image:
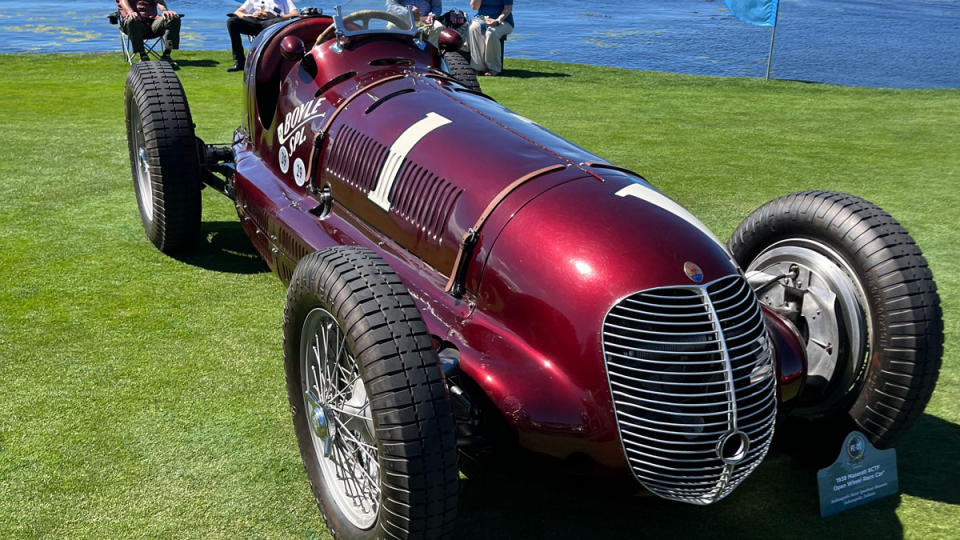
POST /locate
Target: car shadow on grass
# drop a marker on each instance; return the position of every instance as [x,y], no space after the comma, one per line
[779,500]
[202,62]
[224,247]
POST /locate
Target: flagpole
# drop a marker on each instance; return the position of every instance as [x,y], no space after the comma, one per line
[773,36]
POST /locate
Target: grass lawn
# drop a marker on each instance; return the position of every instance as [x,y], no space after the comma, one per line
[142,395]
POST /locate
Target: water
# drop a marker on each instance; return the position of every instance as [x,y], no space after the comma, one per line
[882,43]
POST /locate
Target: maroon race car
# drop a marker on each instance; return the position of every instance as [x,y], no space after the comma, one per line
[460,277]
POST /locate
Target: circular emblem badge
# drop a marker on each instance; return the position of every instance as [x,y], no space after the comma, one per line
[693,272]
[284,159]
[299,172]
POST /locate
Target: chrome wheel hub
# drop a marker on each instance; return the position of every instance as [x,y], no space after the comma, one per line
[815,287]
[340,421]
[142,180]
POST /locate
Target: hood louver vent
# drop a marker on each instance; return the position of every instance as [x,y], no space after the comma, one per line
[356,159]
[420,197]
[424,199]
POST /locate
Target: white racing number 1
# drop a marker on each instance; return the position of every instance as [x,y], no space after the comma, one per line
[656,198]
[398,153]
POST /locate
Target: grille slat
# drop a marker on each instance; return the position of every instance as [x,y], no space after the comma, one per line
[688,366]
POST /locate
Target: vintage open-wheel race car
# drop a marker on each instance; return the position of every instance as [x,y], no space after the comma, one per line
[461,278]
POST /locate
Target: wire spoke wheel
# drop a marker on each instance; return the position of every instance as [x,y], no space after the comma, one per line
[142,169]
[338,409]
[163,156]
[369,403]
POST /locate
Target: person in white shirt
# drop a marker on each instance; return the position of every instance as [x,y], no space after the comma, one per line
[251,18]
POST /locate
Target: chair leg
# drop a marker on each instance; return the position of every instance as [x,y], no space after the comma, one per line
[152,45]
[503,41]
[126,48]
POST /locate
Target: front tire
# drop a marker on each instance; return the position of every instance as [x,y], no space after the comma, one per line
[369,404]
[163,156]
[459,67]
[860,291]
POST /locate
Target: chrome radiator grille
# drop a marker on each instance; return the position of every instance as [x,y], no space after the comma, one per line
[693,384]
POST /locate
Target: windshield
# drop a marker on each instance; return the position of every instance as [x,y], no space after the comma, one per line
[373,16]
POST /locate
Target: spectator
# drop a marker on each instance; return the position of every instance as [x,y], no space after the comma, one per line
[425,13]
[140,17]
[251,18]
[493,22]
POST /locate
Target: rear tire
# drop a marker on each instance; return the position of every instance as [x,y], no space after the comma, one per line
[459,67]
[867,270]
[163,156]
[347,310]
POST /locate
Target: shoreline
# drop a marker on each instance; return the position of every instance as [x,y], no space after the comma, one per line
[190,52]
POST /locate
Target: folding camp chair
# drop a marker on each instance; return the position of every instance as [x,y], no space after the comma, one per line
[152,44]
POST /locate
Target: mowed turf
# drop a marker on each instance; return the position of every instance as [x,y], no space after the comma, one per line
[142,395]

——————————

> **TASK DESCRIPTION**: Scan the entries above for the line containing "Target: chrome radiator grille", and copy it and all lines after it exactly, down to and including the line containing "Target: folding camp chair".

> **ANSWER TO THIS EXERCISE**:
Target: chrome radiator grille
# drop a marker on each instance; return the position of every instance as [x,y], no space after the comma, one per line
[693,384]
POST /locate
Target: windshield
# drop a marker on each instance; return the position of every instance as [x,y], no space after the comma, one per line
[373,16]
POST /locate
Target: spectator
# drop a marker on each instance; return the position of every instance as [x,y], no space after the comma, one per line
[425,13]
[140,17]
[251,18]
[493,22]
POST /locate
Target: rear tire
# drop a marker on each instance; return the position of every instance as [x,y], no space after the comma, one per line
[459,67]
[867,270]
[163,156]
[347,310]
POST /locate
Target: shoreline
# drop a marker on each instance; return the position of every instance as [x,y], no space after the comma, one per line
[190,52]
POST /locate
Target: folding camp chair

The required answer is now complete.